═══ TEXTAUSZUG

Zum Studium verschlug es sie nach Heidelberg. Diese herrliche Stadt wurde ihrem Ruf in Emmas Falle mehr als gerecht, denn sie hat ihr Herz in Heidelberg verloren. Dort lebt sie dementsprechend immer noch - inzwischen glücklich verheiratet - mit ihrem Mann und ihren drei Kindern.
Eigentlich hatte sie nie vorgehabt, einen Roman zu schreiben. Seit dem Erfolg ihres Debütromans "Liebe und andere Fettnäpfchen" mit über 40000 Verkäufen kann sie nicht mehr damit aufhören. An Ideen dafür mangelt es ihr auch nicht, nur an Zeit. Schließlich hat sie eine fantastische Familie, die für sie das Wichtigste auf der Welt ist. Daher kommt sie nur spätabends zum Schreiben, wenn - ausnahmsweise einmal - alle Kinder schlafen und sie, ohne über Bauklötze, Matchbox-Autos und Kuscheltiere zu stolpern, an ihren Laptop gelangt.
Da der Spagat zwischen Autorendasein und Mutterschaft nur mit einer gehörigen Portion Humor zu meistern ist, sind ihre Spezialität Liebesromane mit Herz, Humor und Heidelberg.
Kurzmeinung
‚Eine Schildkröte macht noch keine Liebe‘ ist atemberaubend, komisch und echt. Es ist wie Musik und die beste Musik spielt doch die Liebe. Und wenn dann noch eine Schildkröte zu Amor wird - und Heidelberg zum Liebesschloss - entsteht ein wahres Feuerwerk der Gefühle und ein Konzert für die Liebe.

══════
═══ BEREITGESTELLTE DATENSÄTZE

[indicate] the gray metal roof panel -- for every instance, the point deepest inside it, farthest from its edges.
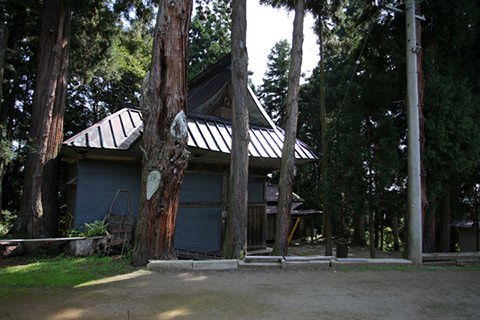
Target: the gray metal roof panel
(120, 130)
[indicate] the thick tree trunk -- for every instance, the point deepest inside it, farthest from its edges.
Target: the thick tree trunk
(396, 232)
(421, 117)
(327, 219)
(3, 110)
(47, 120)
(371, 231)
(429, 229)
(358, 230)
(444, 231)
(475, 219)
(287, 167)
(236, 233)
(165, 136)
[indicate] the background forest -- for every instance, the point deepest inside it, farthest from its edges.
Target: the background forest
(362, 72)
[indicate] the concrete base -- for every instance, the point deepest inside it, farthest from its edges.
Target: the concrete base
(288, 263)
(352, 262)
(259, 265)
(170, 265)
(307, 265)
(230, 264)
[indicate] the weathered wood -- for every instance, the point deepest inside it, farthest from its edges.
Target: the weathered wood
(236, 232)
(38, 213)
(163, 104)
(200, 205)
(287, 169)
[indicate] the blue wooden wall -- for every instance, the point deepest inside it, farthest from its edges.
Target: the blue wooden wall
(197, 229)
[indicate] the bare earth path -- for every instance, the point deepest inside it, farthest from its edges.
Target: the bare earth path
(279, 294)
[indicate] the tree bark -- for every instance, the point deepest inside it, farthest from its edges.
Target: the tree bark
(37, 216)
(327, 219)
(444, 236)
(287, 167)
(429, 227)
(3, 110)
(236, 232)
(165, 136)
(358, 230)
(421, 117)
(475, 218)
(396, 232)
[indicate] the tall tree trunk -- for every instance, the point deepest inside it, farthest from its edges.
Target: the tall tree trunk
(47, 119)
(287, 167)
(358, 230)
(371, 217)
(396, 232)
(165, 137)
(429, 227)
(377, 229)
(475, 218)
(444, 231)
(3, 110)
(236, 233)
(327, 219)
(421, 117)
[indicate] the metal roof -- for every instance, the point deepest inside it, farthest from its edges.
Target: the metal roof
(120, 130)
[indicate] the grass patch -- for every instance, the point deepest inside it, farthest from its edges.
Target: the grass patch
(61, 271)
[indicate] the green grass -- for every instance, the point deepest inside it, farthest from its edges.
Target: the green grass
(61, 271)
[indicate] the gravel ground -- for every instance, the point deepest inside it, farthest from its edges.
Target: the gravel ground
(258, 294)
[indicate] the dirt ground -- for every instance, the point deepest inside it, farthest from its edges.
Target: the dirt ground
(258, 294)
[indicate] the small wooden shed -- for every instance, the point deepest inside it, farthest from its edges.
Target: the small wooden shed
(299, 211)
(107, 157)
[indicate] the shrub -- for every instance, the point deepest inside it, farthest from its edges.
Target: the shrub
(96, 228)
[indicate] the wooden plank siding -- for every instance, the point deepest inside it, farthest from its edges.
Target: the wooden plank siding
(256, 226)
(202, 201)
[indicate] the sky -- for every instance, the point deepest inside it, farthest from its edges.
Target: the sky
(266, 26)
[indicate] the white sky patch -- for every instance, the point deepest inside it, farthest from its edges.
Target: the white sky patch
(265, 27)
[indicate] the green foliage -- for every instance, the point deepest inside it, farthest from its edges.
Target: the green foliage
(72, 233)
(210, 34)
(61, 271)
(96, 228)
(7, 219)
(273, 91)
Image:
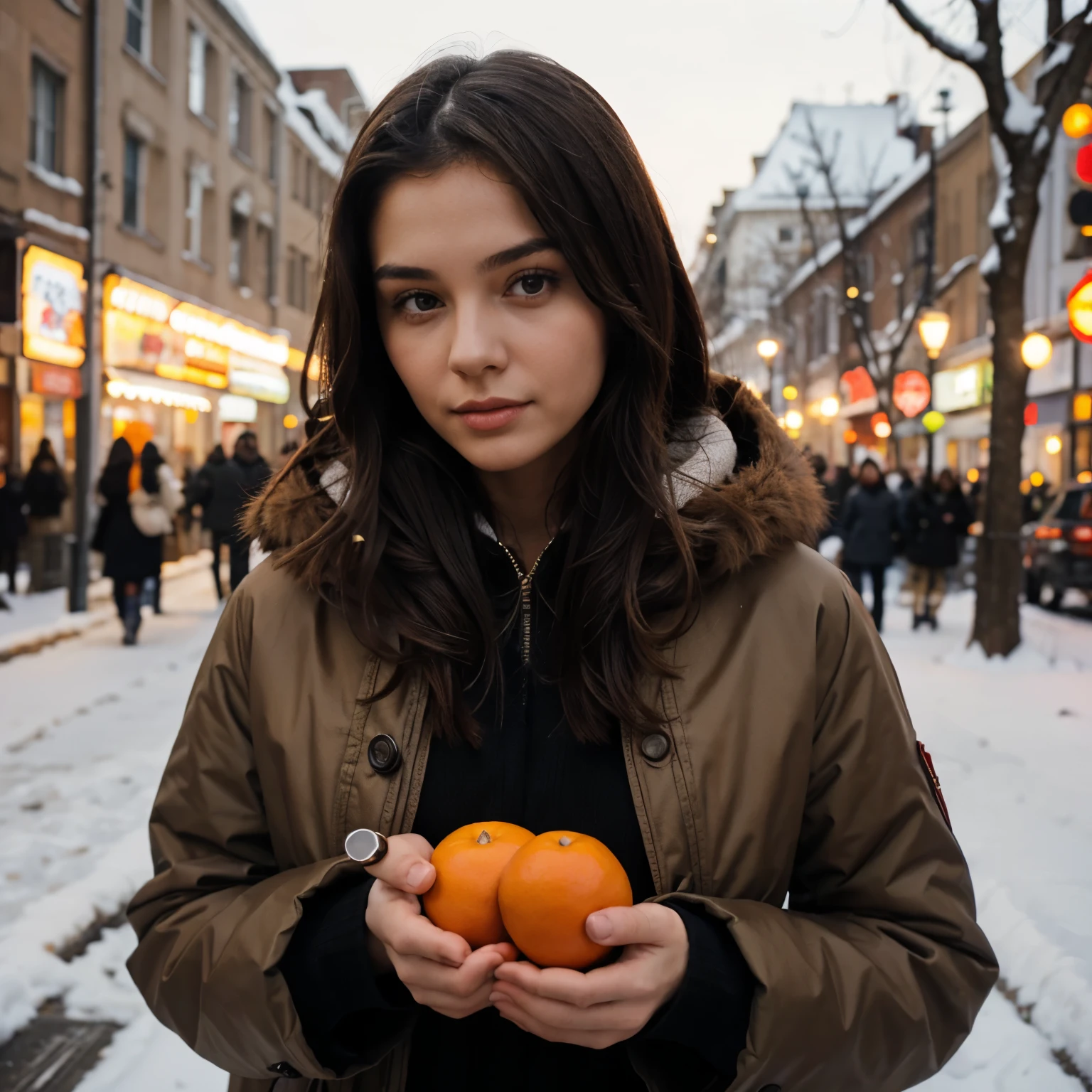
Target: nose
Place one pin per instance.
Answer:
(478, 344)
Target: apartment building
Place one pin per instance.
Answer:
(43, 224)
(215, 175)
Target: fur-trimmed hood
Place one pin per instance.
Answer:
(768, 501)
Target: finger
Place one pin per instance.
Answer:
(648, 923)
(627, 1017)
(415, 935)
(456, 984)
(631, 979)
(579, 1035)
(407, 864)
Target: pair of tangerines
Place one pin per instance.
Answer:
(496, 882)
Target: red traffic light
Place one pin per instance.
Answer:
(1085, 164)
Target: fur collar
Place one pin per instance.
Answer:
(767, 494)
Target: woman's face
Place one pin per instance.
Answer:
(483, 319)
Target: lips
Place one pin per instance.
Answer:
(489, 414)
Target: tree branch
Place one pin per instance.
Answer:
(971, 57)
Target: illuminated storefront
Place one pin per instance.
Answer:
(54, 344)
(169, 360)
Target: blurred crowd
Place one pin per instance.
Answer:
(144, 513)
(904, 518)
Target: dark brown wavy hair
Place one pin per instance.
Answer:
(413, 587)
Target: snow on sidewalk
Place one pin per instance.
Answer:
(87, 729)
(1012, 745)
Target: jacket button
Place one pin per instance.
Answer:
(383, 755)
(654, 746)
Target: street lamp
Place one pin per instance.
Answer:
(933, 329)
(1035, 350)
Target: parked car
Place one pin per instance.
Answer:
(1059, 548)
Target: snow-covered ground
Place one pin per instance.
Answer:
(87, 725)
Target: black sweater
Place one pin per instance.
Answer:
(531, 770)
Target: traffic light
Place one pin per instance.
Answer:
(1080, 211)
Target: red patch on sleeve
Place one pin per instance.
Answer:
(934, 781)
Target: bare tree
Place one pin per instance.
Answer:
(1022, 138)
(880, 350)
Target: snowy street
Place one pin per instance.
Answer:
(87, 725)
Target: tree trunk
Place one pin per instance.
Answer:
(1000, 569)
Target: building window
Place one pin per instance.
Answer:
(271, 146)
(198, 71)
(240, 117)
(132, 183)
(198, 183)
(47, 100)
(139, 26)
(237, 250)
(267, 255)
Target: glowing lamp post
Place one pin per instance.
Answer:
(933, 328)
(1077, 122)
(768, 348)
(1035, 350)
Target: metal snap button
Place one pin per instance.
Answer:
(654, 746)
(383, 755)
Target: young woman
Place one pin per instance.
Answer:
(537, 566)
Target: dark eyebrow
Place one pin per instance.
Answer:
(515, 254)
(390, 272)
(403, 273)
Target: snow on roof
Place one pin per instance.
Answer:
(301, 124)
(863, 140)
(882, 203)
(234, 8)
(329, 124)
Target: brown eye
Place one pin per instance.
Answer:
(419, 303)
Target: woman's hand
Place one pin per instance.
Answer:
(609, 1004)
(437, 968)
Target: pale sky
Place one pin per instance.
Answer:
(701, 85)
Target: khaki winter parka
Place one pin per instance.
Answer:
(791, 769)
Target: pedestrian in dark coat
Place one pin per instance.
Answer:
(235, 483)
(12, 522)
(869, 530)
(936, 518)
(130, 557)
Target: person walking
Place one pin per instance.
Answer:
(936, 518)
(869, 532)
(12, 523)
(541, 566)
(154, 505)
(130, 556)
(44, 493)
(199, 491)
(234, 484)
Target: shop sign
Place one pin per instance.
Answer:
(237, 410)
(268, 385)
(911, 392)
(54, 291)
(152, 331)
(963, 388)
(56, 382)
(857, 385)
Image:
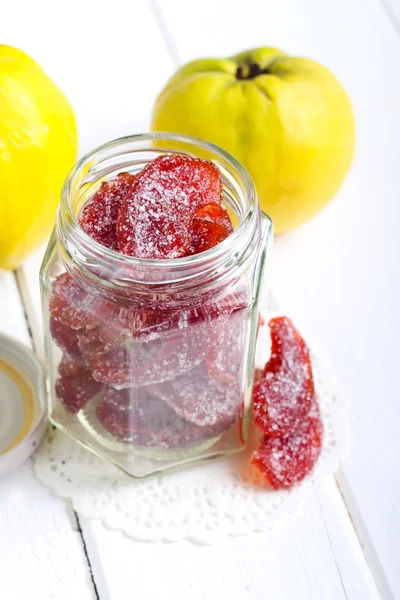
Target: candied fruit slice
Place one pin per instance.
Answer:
(99, 216)
(129, 360)
(71, 304)
(65, 338)
(210, 226)
(286, 461)
(155, 216)
(133, 415)
(199, 399)
(75, 386)
(284, 394)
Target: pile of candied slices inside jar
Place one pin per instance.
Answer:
(160, 378)
(164, 379)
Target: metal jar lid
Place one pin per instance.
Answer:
(22, 403)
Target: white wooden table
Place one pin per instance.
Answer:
(338, 276)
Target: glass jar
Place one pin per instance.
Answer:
(150, 362)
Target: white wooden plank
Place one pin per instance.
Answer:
(296, 560)
(41, 555)
(338, 275)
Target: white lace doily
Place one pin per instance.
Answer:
(202, 503)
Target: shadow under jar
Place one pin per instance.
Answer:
(150, 362)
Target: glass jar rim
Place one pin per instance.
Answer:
(130, 261)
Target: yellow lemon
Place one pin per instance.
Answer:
(288, 120)
(38, 145)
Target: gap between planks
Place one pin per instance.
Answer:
(36, 340)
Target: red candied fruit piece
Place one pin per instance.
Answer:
(285, 392)
(99, 216)
(155, 217)
(75, 386)
(135, 416)
(71, 304)
(211, 225)
(286, 461)
(65, 338)
(118, 358)
(199, 399)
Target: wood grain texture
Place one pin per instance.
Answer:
(312, 556)
(338, 275)
(41, 555)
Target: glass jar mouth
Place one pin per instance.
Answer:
(131, 153)
(95, 155)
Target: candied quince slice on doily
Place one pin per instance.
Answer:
(71, 304)
(75, 386)
(286, 461)
(199, 399)
(210, 226)
(284, 394)
(66, 338)
(99, 216)
(135, 416)
(155, 217)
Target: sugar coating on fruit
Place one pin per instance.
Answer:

══════

ZU ERLEDIGENDE AUFGABEN
A. Übersetzen Sie den Satz „Eigentlich hatte sie nie vorgehabt, einen Roman zu schreiben.“ aus dem Textauszug ins Englische.
B. Entnehmen Sie dem Textauszug wortgetreu die Passage, die mit den Worten beginnt, welche „Da der Spagat“ enthalten, und mit „für die Liebe.“ schließt.

VOLLSTÄNDIGE LÖSUNGEN
A. Actually, she had never intended to write a novel.

B.
Da der Spagat zwischen Autorendasein und Mutterschaft nur mit einer gehörigen Portion Humor zu meistern ist, sind ihre Spezialität Liebesromane mit Herz, Humor und Heidelberg.
Kurzmeinung
‚Eine Schildkröte macht noch keine Liebe‘ ist atemberaubend, komisch und echt. Es ist wie Musik und die beste Musik spielt doch die Liebe. Und wenn dann noch eine Schildkröte zu Amor wird - und Heidelberg zum Liebesschloss - entsteht ein wahres Feuerwerk der Gefühle und ein Konzert für die Liebe.